### [WRITTEN REQUEST]
Find every line in the data below that contains the word "brown", and copy each of those lines in full.
━━━━━━━━━━━━━━━━━━━━━━━━━━━━━━
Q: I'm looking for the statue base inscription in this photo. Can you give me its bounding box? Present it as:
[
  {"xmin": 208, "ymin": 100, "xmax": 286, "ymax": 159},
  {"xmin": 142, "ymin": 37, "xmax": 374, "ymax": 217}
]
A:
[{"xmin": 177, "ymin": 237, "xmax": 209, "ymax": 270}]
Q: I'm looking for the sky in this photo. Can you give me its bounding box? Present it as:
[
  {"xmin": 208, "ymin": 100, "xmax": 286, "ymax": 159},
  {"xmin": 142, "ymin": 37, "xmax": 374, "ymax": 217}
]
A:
━━━━━━━━━━━━━━━━━━━━━━━━━━━━━━
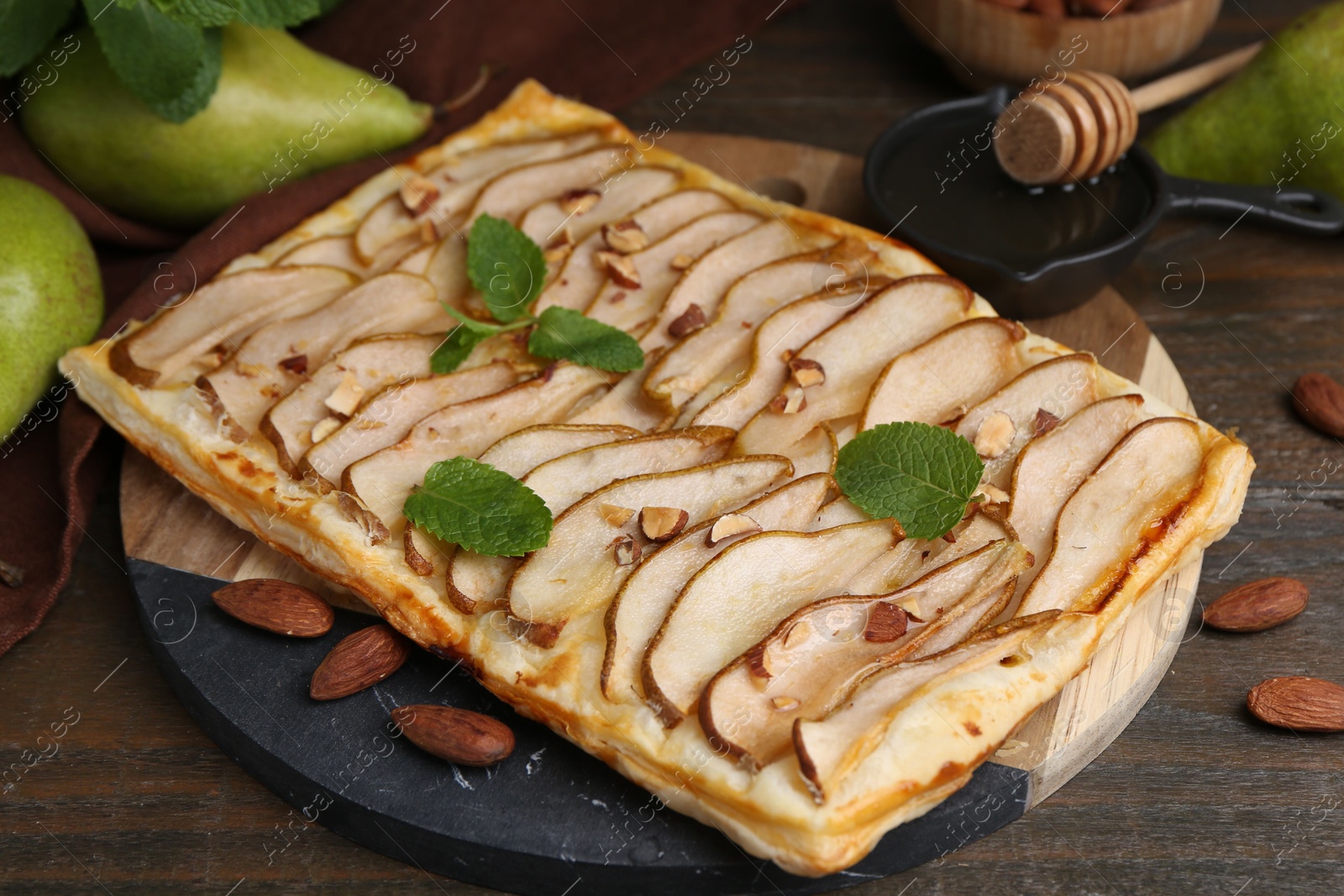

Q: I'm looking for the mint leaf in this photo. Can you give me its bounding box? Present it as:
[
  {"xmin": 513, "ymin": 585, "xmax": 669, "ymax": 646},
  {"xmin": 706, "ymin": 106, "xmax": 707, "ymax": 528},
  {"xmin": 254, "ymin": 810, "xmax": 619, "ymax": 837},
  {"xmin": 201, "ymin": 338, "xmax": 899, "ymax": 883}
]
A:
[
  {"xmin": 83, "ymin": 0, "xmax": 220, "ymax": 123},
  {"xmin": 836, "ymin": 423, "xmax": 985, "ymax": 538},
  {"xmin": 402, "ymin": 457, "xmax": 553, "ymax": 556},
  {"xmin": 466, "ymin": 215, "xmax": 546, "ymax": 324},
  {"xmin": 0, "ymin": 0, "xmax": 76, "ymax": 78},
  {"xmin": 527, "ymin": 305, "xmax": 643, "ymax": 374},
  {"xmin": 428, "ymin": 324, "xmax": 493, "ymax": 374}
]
━━━━━━━━━━━━━━━━━━━━━━━━━━━━━━
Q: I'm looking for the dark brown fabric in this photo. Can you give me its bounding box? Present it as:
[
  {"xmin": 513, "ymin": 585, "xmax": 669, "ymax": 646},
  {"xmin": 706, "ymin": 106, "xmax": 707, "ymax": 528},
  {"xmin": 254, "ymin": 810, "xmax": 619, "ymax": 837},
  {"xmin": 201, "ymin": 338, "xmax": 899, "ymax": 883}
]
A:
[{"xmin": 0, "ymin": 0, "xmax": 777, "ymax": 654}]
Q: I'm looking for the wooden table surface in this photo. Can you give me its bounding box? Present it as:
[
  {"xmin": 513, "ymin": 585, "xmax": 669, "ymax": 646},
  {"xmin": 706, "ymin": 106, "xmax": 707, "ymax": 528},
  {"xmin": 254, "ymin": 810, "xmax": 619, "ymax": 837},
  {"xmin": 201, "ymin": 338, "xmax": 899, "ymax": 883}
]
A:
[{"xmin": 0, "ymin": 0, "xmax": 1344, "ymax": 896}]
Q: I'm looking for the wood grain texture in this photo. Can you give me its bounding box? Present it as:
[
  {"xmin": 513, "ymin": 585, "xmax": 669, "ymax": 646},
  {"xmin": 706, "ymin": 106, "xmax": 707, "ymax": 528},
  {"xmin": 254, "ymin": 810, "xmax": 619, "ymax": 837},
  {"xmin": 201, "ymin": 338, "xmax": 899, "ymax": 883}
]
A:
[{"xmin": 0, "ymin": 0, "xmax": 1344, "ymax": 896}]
━━━━━━━━━━━━━━━━━━━━━━━━━━━━━━
### [REPLY TO THE TASK]
Q: I'm looking for the dark brown fabric in this photo. Can you give me its bounding box? Present it as:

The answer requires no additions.